[Begin AVAILABLE DATA]

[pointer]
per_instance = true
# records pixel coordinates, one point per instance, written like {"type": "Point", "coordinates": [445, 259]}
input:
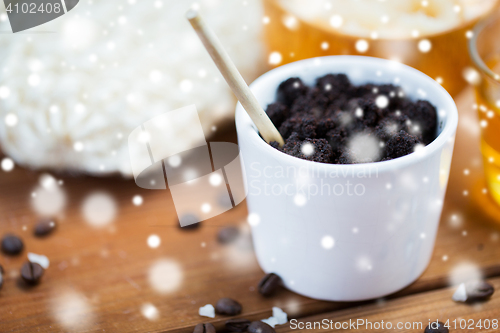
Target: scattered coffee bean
{"type": "Point", "coordinates": [260, 327]}
{"type": "Point", "coordinates": [227, 235]}
{"type": "Point", "coordinates": [204, 328]}
{"type": "Point", "coordinates": [478, 291]}
{"type": "Point", "coordinates": [439, 328]}
{"type": "Point", "coordinates": [1, 276]}
{"type": "Point", "coordinates": [44, 227]}
{"type": "Point", "coordinates": [237, 325]}
{"type": "Point", "coordinates": [31, 272]}
{"type": "Point", "coordinates": [228, 307]}
{"type": "Point", "coordinates": [188, 218]}
{"type": "Point", "coordinates": [269, 284]}
{"type": "Point", "coordinates": [11, 244]}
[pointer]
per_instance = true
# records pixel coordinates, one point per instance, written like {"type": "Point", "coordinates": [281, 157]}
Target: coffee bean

[End AVAILABLE DATA]

GIVEN EXERCISE — Quote the preceding listing precisely and completely, omitting its images.

SOLUTION FOR THIS EXERCISE —
[pointer]
per_instance = true
# records pixel coordinates, one point per instance, written like {"type": "Point", "coordinates": [445, 259]}
input:
Target: scattered coffee bean
{"type": "Point", "coordinates": [260, 327]}
{"type": "Point", "coordinates": [227, 235]}
{"type": "Point", "coordinates": [204, 328]}
{"type": "Point", "coordinates": [478, 291]}
{"type": "Point", "coordinates": [439, 328]}
{"type": "Point", "coordinates": [1, 276]}
{"type": "Point", "coordinates": [44, 227]}
{"type": "Point", "coordinates": [237, 325]}
{"type": "Point", "coordinates": [31, 272]}
{"type": "Point", "coordinates": [228, 307]}
{"type": "Point", "coordinates": [188, 218]}
{"type": "Point", "coordinates": [269, 284]}
{"type": "Point", "coordinates": [11, 244]}
[pointer]
per_instance = true
# records pixel coordinates, one point per instance, written like {"type": "Point", "coordinates": [281, 157]}
Target: coffee bean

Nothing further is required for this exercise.